■ THE REQUEST:
Please return every line from the entries below that contains the word "white", copied in full.

[Begin TASK MATERIAL]

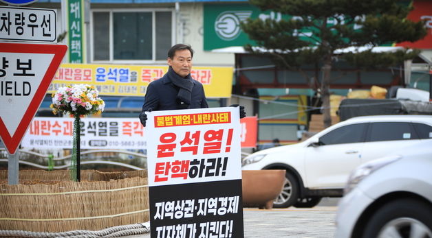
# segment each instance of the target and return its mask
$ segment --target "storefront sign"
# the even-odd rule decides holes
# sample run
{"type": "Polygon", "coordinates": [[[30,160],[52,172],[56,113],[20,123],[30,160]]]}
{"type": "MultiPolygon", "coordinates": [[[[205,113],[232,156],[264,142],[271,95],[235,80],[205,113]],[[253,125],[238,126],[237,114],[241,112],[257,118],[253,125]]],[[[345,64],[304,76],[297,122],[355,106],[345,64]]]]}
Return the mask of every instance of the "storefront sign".
{"type": "Polygon", "coordinates": [[[84,0],[67,0],[69,62],[82,64],[84,58],[84,0]]]}
{"type": "Polygon", "coordinates": [[[152,238],[244,237],[239,112],[148,114],[152,238]]]}
{"type": "MultiPolygon", "coordinates": [[[[48,92],[67,85],[88,84],[94,85],[100,95],[142,97],[149,84],[167,71],[167,66],[63,64],[48,92]]],[[[218,98],[231,97],[233,72],[232,67],[193,67],[191,74],[203,84],[206,97],[218,98]]]]}
{"type": "Polygon", "coordinates": [[[416,0],[413,3],[414,10],[408,14],[407,19],[413,21],[424,21],[427,35],[422,40],[414,43],[403,42],[396,46],[403,46],[410,48],[432,49],[432,1],[416,0]]]}

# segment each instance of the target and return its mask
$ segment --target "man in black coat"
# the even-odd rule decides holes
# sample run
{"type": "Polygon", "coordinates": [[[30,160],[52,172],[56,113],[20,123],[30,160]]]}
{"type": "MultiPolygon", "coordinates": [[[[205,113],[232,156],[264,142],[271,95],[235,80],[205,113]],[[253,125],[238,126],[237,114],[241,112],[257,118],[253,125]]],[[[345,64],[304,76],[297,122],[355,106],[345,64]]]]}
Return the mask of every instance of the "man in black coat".
{"type": "MultiPolygon", "coordinates": [[[[193,50],[188,45],[177,44],[169,49],[168,72],[147,87],[140,114],[142,126],[147,119],[146,111],[208,108],[202,84],[191,77],[193,57],[193,50]]],[[[245,116],[241,106],[240,118],[245,116]]]]}

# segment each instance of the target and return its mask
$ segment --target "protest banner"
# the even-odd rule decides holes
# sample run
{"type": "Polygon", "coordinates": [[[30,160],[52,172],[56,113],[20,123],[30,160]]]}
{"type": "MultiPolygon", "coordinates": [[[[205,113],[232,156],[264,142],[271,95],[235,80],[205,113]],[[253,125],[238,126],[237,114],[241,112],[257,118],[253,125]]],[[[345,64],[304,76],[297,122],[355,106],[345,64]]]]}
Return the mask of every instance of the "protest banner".
{"type": "Polygon", "coordinates": [[[147,113],[151,237],[243,237],[238,108],[147,113]]]}
{"type": "MultiPolygon", "coordinates": [[[[134,117],[85,117],[80,120],[81,149],[144,150],[144,130],[134,117]]],[[[34,117],[21,147],[72,148],[74,119],[34,117]]]]}

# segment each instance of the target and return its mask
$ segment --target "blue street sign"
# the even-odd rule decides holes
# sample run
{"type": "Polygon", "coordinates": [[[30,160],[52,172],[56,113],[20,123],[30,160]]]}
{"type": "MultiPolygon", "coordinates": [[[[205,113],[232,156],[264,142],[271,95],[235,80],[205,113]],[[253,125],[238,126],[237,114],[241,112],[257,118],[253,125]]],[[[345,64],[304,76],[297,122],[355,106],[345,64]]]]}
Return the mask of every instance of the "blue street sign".
{"type": "Polygon", "coordinates": [[[0,1],[2,1],[6,4],[16,5],[28,5],[37,1],[38,0],[0,0],[0,1]]]}

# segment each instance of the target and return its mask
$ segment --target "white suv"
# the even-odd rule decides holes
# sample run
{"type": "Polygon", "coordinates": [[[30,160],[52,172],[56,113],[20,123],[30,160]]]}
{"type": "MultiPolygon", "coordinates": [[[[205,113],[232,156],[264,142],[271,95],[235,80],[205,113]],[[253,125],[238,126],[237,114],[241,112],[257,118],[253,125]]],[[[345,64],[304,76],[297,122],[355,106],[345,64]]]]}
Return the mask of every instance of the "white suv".
{"type": "Polygon", "coordinates": [[[285,169],[274,207],[312,207],[322,197],[342,196],[358,165],[421,141],[432,146],[431,115],[354,117],[305,141],[253,153],[243,160],[242,169],[285,169]]]}
{"type": "Polygon", "coordinates": [[[336,238],[432,237],[432,145],[420,143],[353,171],[336,238]]]}

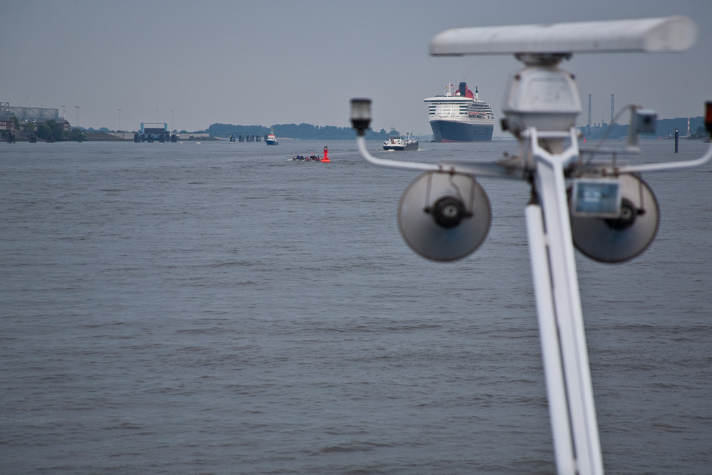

[End TASK MATERIAL]

■ ANSWER BELOW:
$ segment --target "white suv"
Return the mask of every instance of the "white suv".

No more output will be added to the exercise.